What you should do
Your output must consist solely of the lines from the one containing "Expected: one point per instance of the muddy" through the end of the records, reproduced exactly.

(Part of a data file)
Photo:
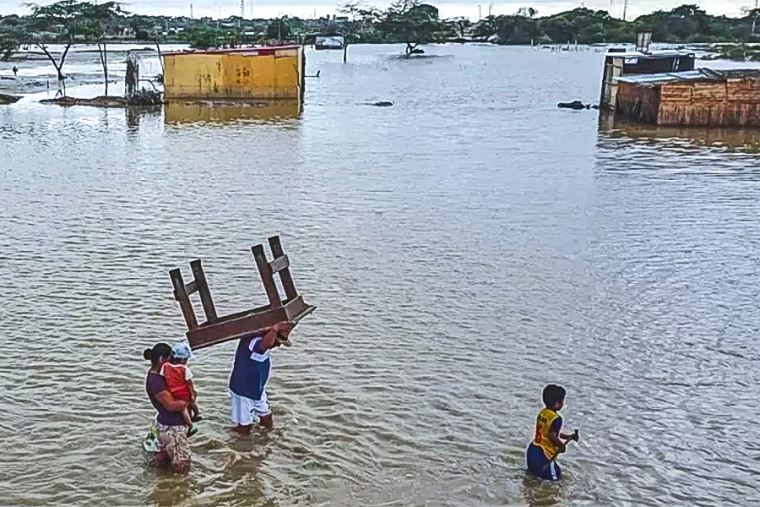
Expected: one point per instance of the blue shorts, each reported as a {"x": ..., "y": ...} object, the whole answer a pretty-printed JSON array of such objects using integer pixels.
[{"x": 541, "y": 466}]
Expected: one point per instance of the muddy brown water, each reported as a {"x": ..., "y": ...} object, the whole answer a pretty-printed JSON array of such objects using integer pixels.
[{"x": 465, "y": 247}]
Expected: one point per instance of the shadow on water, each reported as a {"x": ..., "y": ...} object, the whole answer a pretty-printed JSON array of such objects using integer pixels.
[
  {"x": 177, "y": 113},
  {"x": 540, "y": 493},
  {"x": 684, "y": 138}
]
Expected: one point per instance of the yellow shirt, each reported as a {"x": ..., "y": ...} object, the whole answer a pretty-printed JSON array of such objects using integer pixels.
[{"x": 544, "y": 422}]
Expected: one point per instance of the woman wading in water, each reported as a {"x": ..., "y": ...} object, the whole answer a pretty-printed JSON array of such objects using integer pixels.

Reply to the task
Expected: one point per instance of the muddy brown water, each reported as a {"x": ..., "y": ...} object, the whole answer a pretty-printed JSON array of such objects using integer pixels.
[{"x": 465, "y": 247}]
Expected: one point per instance of the shadow on water, each reported as a {"x": ..., "y": ...} object, the whole answer a pretty-printed JSON array of such objects using integer pixels.
[
  {"x": 177, "y": 113},
  {"x": 540, "y": 493},
  {"x": 684, "y": 138}
]
Expected: one point per instance of the yellow shirt, each reported as a {"x": ..., "y": ...} object, the whole answer a pretty-printed JSON array of such objects using integer pixels.
[{"x": 544, "y": 422}]
Expected: one point per instance of the woman wading in water, each reported as a {"x": ..., "y": ...} object, the whole answer a pretty-printed JSON array of such objects using integer pixels.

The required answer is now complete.